> **REQUEST**
Extract every line below verbatim and leave the pictures out.
═════ THE RECORDS
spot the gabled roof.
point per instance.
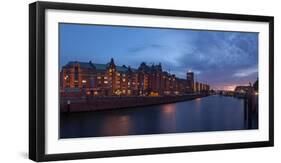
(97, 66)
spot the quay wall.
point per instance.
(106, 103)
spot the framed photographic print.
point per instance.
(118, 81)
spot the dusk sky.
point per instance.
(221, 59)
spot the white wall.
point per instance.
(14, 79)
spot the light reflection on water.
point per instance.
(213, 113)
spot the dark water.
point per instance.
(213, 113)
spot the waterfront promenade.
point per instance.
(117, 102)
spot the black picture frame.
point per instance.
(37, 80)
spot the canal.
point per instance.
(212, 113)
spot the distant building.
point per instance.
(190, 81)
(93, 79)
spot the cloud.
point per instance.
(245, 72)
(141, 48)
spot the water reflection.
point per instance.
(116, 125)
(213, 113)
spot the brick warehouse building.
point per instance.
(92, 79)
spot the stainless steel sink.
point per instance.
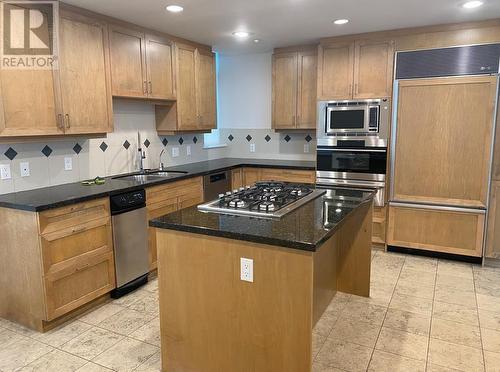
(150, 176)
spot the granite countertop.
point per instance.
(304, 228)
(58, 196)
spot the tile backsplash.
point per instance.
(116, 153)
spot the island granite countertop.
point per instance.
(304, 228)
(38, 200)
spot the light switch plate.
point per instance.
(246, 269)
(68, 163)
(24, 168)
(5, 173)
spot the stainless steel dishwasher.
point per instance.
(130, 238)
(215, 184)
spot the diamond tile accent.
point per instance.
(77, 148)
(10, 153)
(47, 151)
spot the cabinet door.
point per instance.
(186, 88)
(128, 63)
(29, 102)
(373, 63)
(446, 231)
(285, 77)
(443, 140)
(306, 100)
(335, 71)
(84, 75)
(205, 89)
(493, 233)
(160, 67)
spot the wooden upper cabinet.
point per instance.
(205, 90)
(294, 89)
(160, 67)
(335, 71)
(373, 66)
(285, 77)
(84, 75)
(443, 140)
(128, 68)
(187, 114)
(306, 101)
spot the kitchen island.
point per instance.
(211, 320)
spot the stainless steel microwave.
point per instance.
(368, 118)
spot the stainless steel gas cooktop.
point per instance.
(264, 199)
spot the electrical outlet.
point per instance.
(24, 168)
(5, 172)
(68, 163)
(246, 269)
══════════
> **IN RESPONSE**
spot the gabled roof.
point per instance.
(97, 66)
spot the quay wall.
point per instance.
(106, 103)
spot the framed photographic print.
point per instance.
(118, 81)
spot the dusk sky.
point per instance.
(221, 59)
spot the white wall.
point per instance.
(14, 79)
spot the light reflection on water.
point per instance.
(213, 113)
spot the dark water.
point per instance.
(213, 113)
spot the waterfront promenade.
point per instance.
(117, 102)
spot the black picture frame.
point per instance.
(37, 80)
spot the canal.
point per instance.
(212, 113)
spot the distant building.
point per instance.
(190, 81)
(93, 79)
spot the cloud.
point per instance.
(245, 72)
(141, 48)
spot the water reflection.
point per instance.
(116, 125)
(213, 113)
spot the brick warehouse building.
point per instance.
(92, 79)
spot the stainless steel sink.
point per instance.
(150, 176)
spot the granite countertop.
point per instance.
(304, 228)
(58, 196)
spot the tile backsplash.
point per instance.
(116, 153)
spot the island granite countertop.
point per instance.
(304, 228)
(38, 200)
spot the light switch plate.
point per instance.
(246, 269)
(68, 163)
(24, 168)
(5, 173)
spot the stainless steel dishwasher.
point per instance.
(130, 238)
(215, 184)
spot the diamond tile accent.
point per instance.
(77, 148)
(10, 153)
(47, 151)
spot the cabinet door.
point per instance.
(186, 88)
(128, 63)
(29, 102)
(373, 63)
(446, 231)
(285, 77)
(443, 140)
(306, 100)
(335, 71)
(84, 75)
(205, 89)
(493, 233)
(160, 67)
spot the wooden upper cabinet.
point per instance.
(205, 90)
(294, 89)
(160, 67)
(335, 71)
(373, 66)
(285, 77)
(84, 75)
(443, 140)
(128, 68)
(187, 114)
(306, 101)
spot the kitchen island.
point per instance.
(211, 320)
spot the stainless steel microwave.
point per instance.
(368, 118)
spot the stainless steel gas cooktop.
point per instance.
(264, 199)
spot the electrical outlet.
point per instance.
(24, 168)
(5, 172)
(68, 163)
(246, 269)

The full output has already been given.